## [TASKS TO COMPLETE]
**A)** Name every person the news report on Rohingya refugees in Indonesia identifies by name.
**B)** Translate this sentence from the article on Rohingya arrivals in Aceh into Spanish: "The protests sparked concerns among humanitarian organizations."
**C)** Using the report on Rohingya refugees in Indonesia, answer these:
(i) Who stormed a shelter in Banda Aceh?
(ii) On what date did Jokowi speak about temporary humanitarian assistance?
(iii) In which Bangladeshi town are the crowded camps the refugees pay to leave?

## [DOCUMENT EXTRACT]
-- BEGIN --
Jakarta Globe - January 6, 2024

Jayanty Nada Shofa, Jakarta – Indonesia is still facing a great dilemma on the Rohingya – the Muslim minority group who have fled their homes in the predominantly Buddhist Myanmar to escape violence.

Over the past months, boats carrying Rohingya refugees have landed on the shores of Aceh, the westernmost province of the Muslim-majority Indonesia. The influx of refugees, which can reach over a hundred people on each arrival, has faced local protests. The residents used to be more welcoming of the refugees, but resentment grew following more arrivals. A large crowd of university students not long ago stormed a shelter in Banda Aceh, demanding that the refugees get deported. The protests sparked concerns among humanitarian organizations.

President Joko "Jokowi" Widodo said on Dec. 8 that Indonesia would provide temporary humanitarian assistance while prioritizing the needs of the local communities. Jokowi alleged a human trafficking network had brought in the Rohingya refugees into Indonesia. About 10 days later, the Banda Aceh police named a Rohingya man Muhammad Amin (MA) as a people smuggling suspect. State-run news agency Antara reported that a refugee would have to pay up to 120,000 taka (approximately $1,093) to leave the crowded camps in the Bangladeshi town of Cox's Bazar to Indonesia.
-- END --
## [GIVEN DATA]
-- BEGIN --
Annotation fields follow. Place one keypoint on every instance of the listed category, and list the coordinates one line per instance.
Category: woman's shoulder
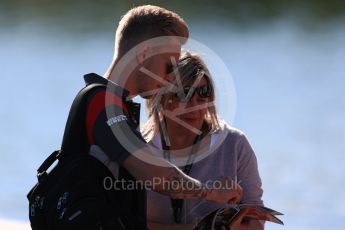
-- END --
## [ANSWERS TO THE EXERCISE]
**A)**
Jayanty Nada Shofa
Joko "Jokowi" Widodo
Muhammad Amin (MA)

**B)** Las protestas suscitaron preocupación entre las organizaciones humanitarias.

**C)**
(i) A large crowd of university students
(ii) Dec. 8
(iii) Cox's Bazar